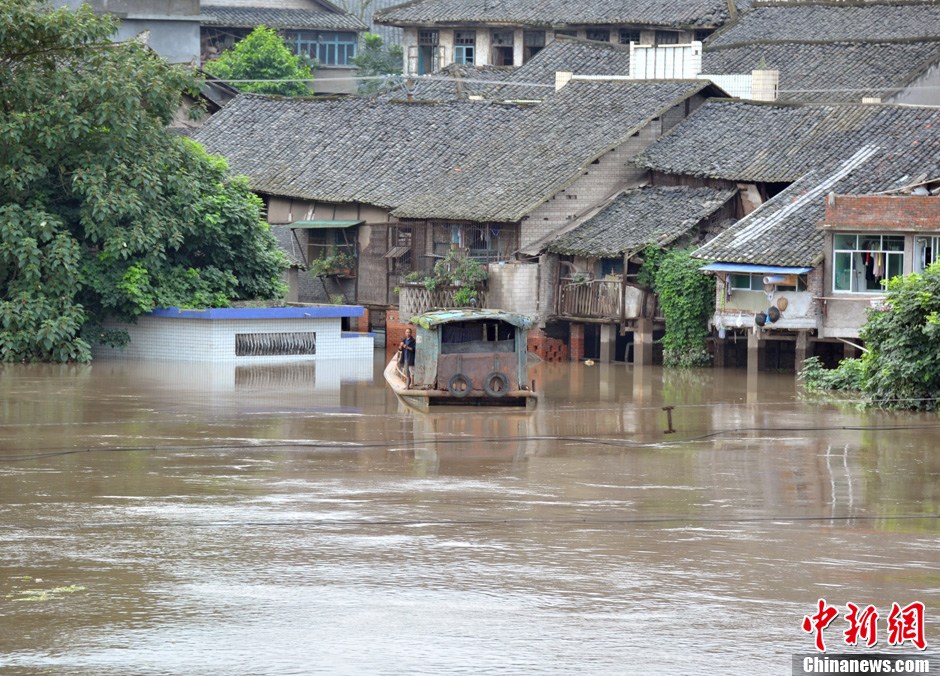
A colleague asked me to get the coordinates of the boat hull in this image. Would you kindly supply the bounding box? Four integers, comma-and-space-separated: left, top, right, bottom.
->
384, 358, 536, 413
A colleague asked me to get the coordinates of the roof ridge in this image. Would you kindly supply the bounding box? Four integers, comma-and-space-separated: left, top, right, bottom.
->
751, 0, 940, 7
707, 36, 940, 50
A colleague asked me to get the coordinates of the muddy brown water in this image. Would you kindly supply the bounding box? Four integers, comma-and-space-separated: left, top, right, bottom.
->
0, 356, 937, 674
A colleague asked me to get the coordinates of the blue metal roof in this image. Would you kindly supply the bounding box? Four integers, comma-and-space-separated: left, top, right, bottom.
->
700, 263, 813, 275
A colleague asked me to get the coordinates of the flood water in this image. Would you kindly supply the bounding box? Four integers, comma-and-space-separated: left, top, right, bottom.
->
1, 354, 938, 675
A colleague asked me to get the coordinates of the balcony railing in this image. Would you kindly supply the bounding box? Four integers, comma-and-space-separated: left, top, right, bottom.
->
554, 278, 656, 321
398, 283, 487, 317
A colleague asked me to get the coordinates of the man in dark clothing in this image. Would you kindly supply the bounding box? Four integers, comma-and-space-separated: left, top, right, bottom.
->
399, 327, 416, 389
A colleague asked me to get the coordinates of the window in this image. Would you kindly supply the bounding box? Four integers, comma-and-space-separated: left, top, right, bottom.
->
586, 29, 610, 42
694, 29, 712, 42
292, 31, 357, 65
432, 223, 512, 263
387, 225, 413, 274
492, 29, 514, 66
655, 30, 680, 45
833, 234, 904, 293
555, 29, 577, 38
619, 29, 640, 44
730, 273, 807, 292
914, 236, 940, 273
418, 30, 439, 46
523, 31, 545, 62
454, 31, 475, 65
307, 229, 354, 264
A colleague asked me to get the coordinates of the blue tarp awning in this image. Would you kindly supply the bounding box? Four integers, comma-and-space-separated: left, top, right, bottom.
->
700, 263, 813, 275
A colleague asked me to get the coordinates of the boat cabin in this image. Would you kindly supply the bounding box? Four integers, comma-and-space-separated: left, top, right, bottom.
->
397, 309, 536, 408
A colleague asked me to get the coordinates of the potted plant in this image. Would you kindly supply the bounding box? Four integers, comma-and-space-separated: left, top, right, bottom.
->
309, 250, 356, 277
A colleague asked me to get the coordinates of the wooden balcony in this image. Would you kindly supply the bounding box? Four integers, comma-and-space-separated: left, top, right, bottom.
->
398, 283, 487, 317
554, 278, 657, 322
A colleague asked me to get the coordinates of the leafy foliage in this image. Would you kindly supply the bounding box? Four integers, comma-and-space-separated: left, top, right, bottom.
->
0, 0, 287, 362
652, 248, 714, 368
351, 33, 403, 95
451, 287, 480, 307
857, 262, 940, 409
308, 250, 355, 277
798, 263, 940, 410
798, 356, 864, 392
203, 25, 313, 96
636, 244, 666, 291
408, 250, 488, 291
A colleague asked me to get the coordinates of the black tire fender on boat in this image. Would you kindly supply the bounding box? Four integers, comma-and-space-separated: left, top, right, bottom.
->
447, 373, 473, 398
483, 371, 510, 398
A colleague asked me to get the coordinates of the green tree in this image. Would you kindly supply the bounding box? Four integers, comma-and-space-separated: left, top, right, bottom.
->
650, 248, 714, 368
859, 262, 940, 409
204, 25, 313, 96
351, 32, 403, 95
799, 263, 940, 410
0, 0, 287, 362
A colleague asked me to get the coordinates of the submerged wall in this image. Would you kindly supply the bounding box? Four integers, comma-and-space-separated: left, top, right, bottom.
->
93, 306, 373, 363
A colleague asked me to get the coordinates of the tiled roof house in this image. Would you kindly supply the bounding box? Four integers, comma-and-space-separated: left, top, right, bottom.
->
636, 99, 940, 369
385, 36, 635, 102
201, 0, 368, 95
374, 0, 738, 74
193, 77, 725, 358
700, 0, 940, 105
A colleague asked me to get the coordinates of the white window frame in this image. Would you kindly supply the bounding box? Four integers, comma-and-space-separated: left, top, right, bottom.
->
832, 233, 904, 294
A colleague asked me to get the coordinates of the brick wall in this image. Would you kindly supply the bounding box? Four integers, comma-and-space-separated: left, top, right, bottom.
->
385, 308, 413, 360
823, 195, 940, 230
527, 327, 569, 362
569, 323, 584, 362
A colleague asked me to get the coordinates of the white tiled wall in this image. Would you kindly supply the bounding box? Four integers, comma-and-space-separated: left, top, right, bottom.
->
93, 316, 374, 363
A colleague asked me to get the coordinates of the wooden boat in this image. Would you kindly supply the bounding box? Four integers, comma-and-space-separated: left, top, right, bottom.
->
385, 309, 537, 412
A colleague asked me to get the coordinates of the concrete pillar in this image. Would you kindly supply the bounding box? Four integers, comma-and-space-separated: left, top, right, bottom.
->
633, 318, 654, 366
633, 362, 653, 403
569, 323, 584, 362
795, 331, 810, 372
599, 363, 613, 401
747, 330, 761, 376
600, 323, 616, 363
746, 367, 759, 405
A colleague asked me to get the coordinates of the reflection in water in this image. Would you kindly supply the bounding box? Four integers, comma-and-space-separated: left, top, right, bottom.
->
0, 356, 937, 674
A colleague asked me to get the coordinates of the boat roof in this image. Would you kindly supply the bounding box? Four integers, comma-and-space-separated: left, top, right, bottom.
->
410, 309, 534, 330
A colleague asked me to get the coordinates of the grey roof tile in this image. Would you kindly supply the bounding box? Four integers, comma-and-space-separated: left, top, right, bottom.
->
703, 41, 940, 103
707, 2, 940, 47
488, 36, 633, 101
699, 1, 940, 103
391, 79, 717, 222
546, 186, 736, 256
191, 94, 530, 208
201, 5, 367, 31
679, 104, 940, 265
381, 64, 517, 100
637, 100, 940, 183
375, 0, 738, 29
380, 37, 633, 102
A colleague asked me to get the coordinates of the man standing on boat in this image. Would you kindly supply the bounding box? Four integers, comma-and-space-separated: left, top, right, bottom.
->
400, 327, 416, 389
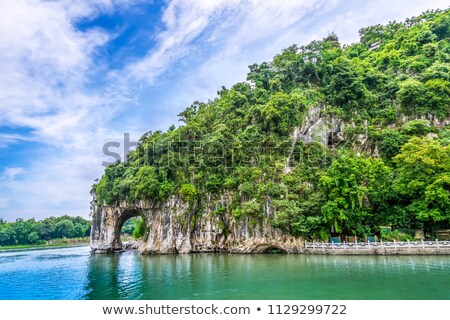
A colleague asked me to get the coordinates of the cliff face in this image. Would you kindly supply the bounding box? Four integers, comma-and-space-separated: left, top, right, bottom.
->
90, 195, 304, 254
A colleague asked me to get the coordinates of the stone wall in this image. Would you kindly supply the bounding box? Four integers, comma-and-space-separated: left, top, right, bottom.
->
304, 247, 450, 255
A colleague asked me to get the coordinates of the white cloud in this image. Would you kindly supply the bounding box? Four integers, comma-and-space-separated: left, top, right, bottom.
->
301, 0, 448, 45
1, 167, 24, 182
0, 0, 142, 220
0, 167, 24, 209
118, 0, 240, 84
156, 0, 448, 110
0, 0, 108, 144
131, 0, 337, 112
112, 0, 337, 130
0, 0, 148, 148
2, 150, 101, 217
0, 134, 36, 148
0, 0, 448, 221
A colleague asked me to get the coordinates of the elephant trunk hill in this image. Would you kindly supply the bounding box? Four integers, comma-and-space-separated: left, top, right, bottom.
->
90, 9, 450, 254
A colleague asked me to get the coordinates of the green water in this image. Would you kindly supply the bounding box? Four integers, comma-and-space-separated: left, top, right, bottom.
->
0, 246, 449, 299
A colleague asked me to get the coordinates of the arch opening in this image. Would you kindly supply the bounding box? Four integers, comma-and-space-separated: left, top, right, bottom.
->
115, 209, 147, 251
262, 246, 287, 254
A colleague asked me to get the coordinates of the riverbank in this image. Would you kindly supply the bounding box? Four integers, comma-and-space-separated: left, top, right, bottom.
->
0, 237, 90, 252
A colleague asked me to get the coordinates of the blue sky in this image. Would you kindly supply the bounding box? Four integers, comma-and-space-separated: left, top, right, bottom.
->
0, 0, 447, 221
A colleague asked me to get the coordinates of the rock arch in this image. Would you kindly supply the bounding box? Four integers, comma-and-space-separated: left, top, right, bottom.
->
90, 196, 305, 254
90, 203, 144, 253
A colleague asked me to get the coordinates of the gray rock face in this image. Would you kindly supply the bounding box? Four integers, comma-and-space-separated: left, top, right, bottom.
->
284, 106, 346, 173
90, 195, 304, 254
90, 201, 140, 253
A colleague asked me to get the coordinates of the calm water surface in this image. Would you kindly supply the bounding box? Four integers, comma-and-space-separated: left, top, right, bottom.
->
0, 246, 449, 299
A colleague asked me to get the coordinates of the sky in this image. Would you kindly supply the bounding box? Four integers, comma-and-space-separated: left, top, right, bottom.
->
0, 0, 448, 221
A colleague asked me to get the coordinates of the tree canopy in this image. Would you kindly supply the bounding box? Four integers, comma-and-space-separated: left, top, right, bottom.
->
0, 216, 90, 246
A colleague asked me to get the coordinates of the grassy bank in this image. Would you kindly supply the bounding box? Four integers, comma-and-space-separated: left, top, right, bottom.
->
0, 237, 90, 251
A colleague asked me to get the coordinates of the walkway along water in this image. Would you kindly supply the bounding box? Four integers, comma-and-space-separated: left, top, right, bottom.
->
304, 240, 450, 255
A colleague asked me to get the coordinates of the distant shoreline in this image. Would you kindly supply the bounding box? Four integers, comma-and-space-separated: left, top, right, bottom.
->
0, 241, 89, 253
0, 244, 89, 253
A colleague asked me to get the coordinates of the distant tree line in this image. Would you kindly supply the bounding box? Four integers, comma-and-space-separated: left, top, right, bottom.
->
0, 216, 91, 246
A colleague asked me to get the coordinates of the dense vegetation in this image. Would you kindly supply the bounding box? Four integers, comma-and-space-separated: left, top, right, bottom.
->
94, 9, 450, 240
0, 216, 90, 246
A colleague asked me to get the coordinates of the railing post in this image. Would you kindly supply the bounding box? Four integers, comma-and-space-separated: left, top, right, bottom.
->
321, 241, 324, 250
394, 239, 397, 250
343, 241, 346, 249
408, 239, 411, 249
436, 239, 440, 250
381, 239, 384, 250
422, 239, 425, 249
368, 240, 371, 251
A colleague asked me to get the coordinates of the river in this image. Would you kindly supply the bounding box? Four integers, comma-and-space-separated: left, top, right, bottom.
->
0, 246, 449, 299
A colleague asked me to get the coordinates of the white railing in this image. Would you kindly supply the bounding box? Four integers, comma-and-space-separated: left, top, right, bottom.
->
305, 240, 450, 250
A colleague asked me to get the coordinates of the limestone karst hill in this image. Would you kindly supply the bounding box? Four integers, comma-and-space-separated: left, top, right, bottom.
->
91, 9, 450, 253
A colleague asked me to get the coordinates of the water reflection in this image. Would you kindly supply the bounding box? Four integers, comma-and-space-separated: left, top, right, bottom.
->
81, 253, 450, 300
1, 248, 448, 299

* * *

» **Instructions for the task**:
Go through the entries above and copy every line containing "reflection".

» **Response below**:
A colleague asked me to get the coordinates of the reflection in water in this image. Would you kindly supply the bounding box? Four integers, comma-and-space-separated: left, top, right, bottom.
A colleague asked me to get the coordinates of the water reflection in this image. Would you kindly supply the bounding box? Four integers, comma-and-space-separated: left, top, right, bottom.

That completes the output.